**WHAT TO DO**
A – Output the stretch of the Kedro thread from "We are trying" through "ready for DS.", copied word for word.
B – Count the lines in the entries that contain the string "tree", matching case exactly, and give only that number.

** start of SOURCE EXTRACT **

P.S. Re "I could hack my way around by passing a dummy uri...But this feels a bit odd / not ideal...", my first impression was, this was what we would do back when I was primarily a Kedro user myself. We'd usually define a dummy uri with the template in the base environment (e.g. postgresql://<username>:<password>@localhost/test), and team members would put the actual credentials following the template in their local environment (e.g. postgresql://deepyaman:5hhhhhh!@localhost/test). So, I don't 100% know if I find it that odd myself. That being said, that's also a specific example, and I don't think it more broadly addresses the lazy loading request, hence I'm just including it as an aside. :)

m-gris · 2023-08-15T06:56:12Z

Thx for your answer. Good point regarding regarding the potential for breaking changes.
Local forward what others will have to say :)

noklam · 2023-08-15T14:52:20Z

As far as I understand, the whole problem boils down to connection is constructed(some SQL or db related dataset) when datacalog is materialised.

This look like a dataset issue to me and we should fix dataset instead of making DataCatalog lazily load. Regard to the problem of con, isn't this simply because the dataset assume credentials always come with a con key?

Would this be enough?
self._connection_str = credentials.get("con", None)

deepyaman · 2023-08-15T17:54:00Z

As far as I understand, the whole problem boils down to connection is constructed(some SQL or db related dataset) when datacalog is materialised.

This would be addressed by my open PR. I think there are definite benefits to doing this (e.g. not unnecessarily creating connections well before they need to be used, if at all.

This look like a dataset issue to me and we should fix dataset instead of making DataCatalog lazily load. Regard to the problem of con, isn't this simply because the dataset assume credentials always come with a con key?

Would this be enough? self._connection_str = credentials.get("con", None)

Nit: There's also a block further up, to validate the con argument, that would need to be moved or turned off.

But, more broadly, I don't know how I feel about this. I feel like providing con is required (in the dataset credentials, but it's also a positional argument for pd.read_sql_table()). Why would it be a special case to delay validation that just con is provided? What if I don't know where my colleague put some local CSV file for a pandas.CSVDataSet; why does my catalog validation fail if I don't have a filepath to provide?

rishabhmulani-mck · 2023-08-16T17:31:39Z

We are trying to isolate catalogs within Kedro based on pipelines. What this means is: pipeline A should use catalog A, pipeline B should use catalog B. I have used Kedro and used multiple catalogs but it seems like all catalog files (with the prefix catalog ) get read in regardless of which pipeline is actually run.

More context/background: The DE pipeline is set up to read from an Oracle database and create data extracts. The only way to go ahead is with data extracts as we have READ-ONLY access on the database and the DE pipeline needs to do some transformations before the data is ready for DS.
Now once these transformations are done, these extracts are ready for use by DS. This means, that they don't really need to use the DE pipeline again, and they do run only their specific pipeline. However, even while doing this, the entire catalog ends up being read. One of the catalog entries is the Oracle database and it requires setting up credentials in the local environment, and setting up the required dependencies for cx_Oracle/oracledb. DS doesn't need these and they do not want to invest time or effort in having to set this up, so they want to isolate their catalog.

** end of SOURCE EXTRACT **
** start of SUPPLIED DATA **

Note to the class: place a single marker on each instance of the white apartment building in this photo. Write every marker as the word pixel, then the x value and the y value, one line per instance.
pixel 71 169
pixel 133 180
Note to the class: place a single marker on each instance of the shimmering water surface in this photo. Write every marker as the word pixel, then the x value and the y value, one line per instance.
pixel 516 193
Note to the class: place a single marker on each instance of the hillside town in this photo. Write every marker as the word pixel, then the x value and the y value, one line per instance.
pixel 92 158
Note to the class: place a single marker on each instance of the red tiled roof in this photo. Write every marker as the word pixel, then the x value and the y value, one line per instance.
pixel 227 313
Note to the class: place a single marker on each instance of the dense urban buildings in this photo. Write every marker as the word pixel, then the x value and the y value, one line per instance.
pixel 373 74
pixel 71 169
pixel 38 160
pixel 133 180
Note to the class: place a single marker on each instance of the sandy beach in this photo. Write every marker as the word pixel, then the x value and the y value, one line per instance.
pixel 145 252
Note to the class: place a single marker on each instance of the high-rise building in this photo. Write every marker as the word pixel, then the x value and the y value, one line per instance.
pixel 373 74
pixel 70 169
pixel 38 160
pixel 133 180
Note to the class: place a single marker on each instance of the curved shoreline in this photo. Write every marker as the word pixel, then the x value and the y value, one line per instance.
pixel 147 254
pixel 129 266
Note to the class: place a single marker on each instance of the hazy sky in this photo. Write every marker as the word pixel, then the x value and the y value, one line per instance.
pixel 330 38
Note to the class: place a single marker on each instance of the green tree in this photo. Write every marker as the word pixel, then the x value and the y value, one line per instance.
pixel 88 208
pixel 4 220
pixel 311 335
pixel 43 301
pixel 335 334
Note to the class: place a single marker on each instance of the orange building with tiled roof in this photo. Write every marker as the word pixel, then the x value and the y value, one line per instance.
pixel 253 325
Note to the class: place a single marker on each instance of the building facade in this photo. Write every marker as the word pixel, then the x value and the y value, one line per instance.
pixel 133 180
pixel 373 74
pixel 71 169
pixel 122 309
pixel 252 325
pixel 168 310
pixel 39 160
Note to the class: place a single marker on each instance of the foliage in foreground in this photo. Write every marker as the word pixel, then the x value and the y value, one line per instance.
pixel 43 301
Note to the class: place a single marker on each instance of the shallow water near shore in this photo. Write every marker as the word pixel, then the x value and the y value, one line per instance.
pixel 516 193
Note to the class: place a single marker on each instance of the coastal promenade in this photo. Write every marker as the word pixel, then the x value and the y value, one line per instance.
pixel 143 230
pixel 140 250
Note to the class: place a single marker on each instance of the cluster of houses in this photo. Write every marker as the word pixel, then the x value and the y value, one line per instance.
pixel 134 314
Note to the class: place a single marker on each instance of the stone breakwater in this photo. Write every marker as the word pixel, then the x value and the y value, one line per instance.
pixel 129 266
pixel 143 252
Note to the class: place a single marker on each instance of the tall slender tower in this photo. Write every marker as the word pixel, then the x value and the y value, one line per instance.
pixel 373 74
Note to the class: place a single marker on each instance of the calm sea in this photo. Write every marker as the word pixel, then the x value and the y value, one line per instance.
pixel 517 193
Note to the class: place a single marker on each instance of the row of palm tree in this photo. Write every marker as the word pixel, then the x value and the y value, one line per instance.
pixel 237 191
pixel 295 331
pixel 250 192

** end of SUPPLIED DATA **

**SOLUTIONS PER TASK**
A –
We are trying to isolate catalogs within Kedro based on pipelines. What this means is: pipeline A should use catalog A, pipeline B should use catalog B. I have used Kedro and used multiple catalogs but it seems like all catalog files (with the prefix catalog ) get read in regardless of which pipeline is actually run.

More context/background: The DE pipeline is set up to read from an Oracle database and create data extracts. The only way to go ahead is with data extracts as we have READ-ONLY access on the database and the DE pipeline needs to do some transformations before the data is ready for DS.

B – 2